Qué se necesita: Según el fragmento, ¿qué vio Esteban cuando miraba fijamente al cielo?

Pero no solo se ha puesto de manifiesto ese mundo, sino que se ha revelado el propósito de Dios de tener a los suyos en ese nuevo mundo de gloria, pues si el Dios de gloria se presenta a un hombre es para que un hombre pueda presentarse en la gloria de Dios. Esto, también, se nos expone de manera muy maravillosa en la historia de Esteban. Porque si abre su discurso con el Dios de gloria apareciendo a un hombre, lo cierra dando testimonio del Hombre que aparece en la gloria de Dios. Él «miraba fijamente al cielo y vio la gloria de Dios y a Jesús de pie a la derecha de Dios; y dijo: Mirad, veo los cielos abiertos y al Hijo del hombre de pie a la derecha de Dios» (Hec. 7:55-56). El Espíritu de Dios, por medio de Esteban, nos presenta así un nuevo mundo de gloria, y un nuevo Hombre en esa gloria, y por lo tanto uno que se adapta perfectamente a una escena donde Dios se muestra plenamente. Además, el apóstol Pablo nos dice que los que son llamados según el propósito de Dios están predestinados a ser conforme a la imagen de su Hijo (Rom. 8:28-29). A medida que estas verdades van entrando en nuestras almas, en toda su grandeza y esplendor, comenzamos a darnos cuenta de la enorme bendición de ese llamado que nos introduce en un mundo de gloria, para ser conforme a la imagen del Hombre en la gloria. Bien podemos cantar:
«Y es así! seremos como tu Hijo,
¿Es esta la gracia que él ha ganado para nosotros?
Padre de gloria, pensamiento más allá de todo pensamiento:
En la gloria, traído a su propia y bendita semejanza.»
Habiendo visto el carácter del llamamiento, en lo que respecta al mundo del que somos llamados, así como al mundo al que somos llamados, podemos preguntar:
3 - ¿Cuál es el efecto del llamamiento en el pueblo de Dios actualmente?

Datos dados:

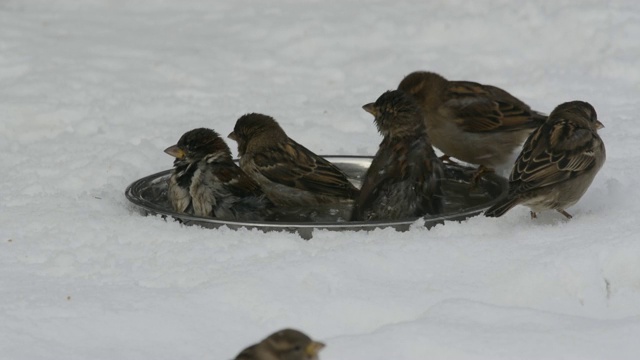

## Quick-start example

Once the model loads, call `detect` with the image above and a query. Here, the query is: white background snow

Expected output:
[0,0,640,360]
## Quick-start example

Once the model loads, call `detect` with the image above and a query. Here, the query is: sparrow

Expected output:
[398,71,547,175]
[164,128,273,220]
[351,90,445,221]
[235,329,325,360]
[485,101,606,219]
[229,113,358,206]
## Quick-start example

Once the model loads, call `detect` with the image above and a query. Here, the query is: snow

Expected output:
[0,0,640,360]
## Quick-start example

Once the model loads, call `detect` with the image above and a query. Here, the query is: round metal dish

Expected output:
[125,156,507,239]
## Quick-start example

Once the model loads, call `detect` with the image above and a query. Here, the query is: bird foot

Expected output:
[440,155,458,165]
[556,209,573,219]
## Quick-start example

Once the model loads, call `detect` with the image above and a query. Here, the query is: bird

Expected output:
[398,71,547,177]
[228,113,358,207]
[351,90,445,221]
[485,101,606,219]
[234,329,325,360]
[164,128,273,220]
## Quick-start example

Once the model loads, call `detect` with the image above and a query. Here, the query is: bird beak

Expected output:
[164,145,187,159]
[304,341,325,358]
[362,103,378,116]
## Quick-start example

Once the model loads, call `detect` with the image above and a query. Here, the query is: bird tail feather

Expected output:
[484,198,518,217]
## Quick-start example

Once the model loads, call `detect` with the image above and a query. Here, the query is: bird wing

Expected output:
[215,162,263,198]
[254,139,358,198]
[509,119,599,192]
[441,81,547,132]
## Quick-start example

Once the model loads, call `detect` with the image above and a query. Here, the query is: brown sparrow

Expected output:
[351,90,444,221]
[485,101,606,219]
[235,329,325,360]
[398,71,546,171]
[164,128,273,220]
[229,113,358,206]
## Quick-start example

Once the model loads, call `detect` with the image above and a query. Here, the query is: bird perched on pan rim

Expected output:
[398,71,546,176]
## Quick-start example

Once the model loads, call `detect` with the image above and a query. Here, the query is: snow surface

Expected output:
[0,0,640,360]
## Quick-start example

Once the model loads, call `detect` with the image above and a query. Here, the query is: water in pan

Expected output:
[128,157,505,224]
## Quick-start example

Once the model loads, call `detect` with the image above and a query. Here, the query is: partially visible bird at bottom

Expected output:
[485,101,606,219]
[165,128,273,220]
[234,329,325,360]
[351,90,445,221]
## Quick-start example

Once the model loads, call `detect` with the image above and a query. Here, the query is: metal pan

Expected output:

El resultado: Vio la gloria de Dios y a Jesús de pie a la derecha de Dios.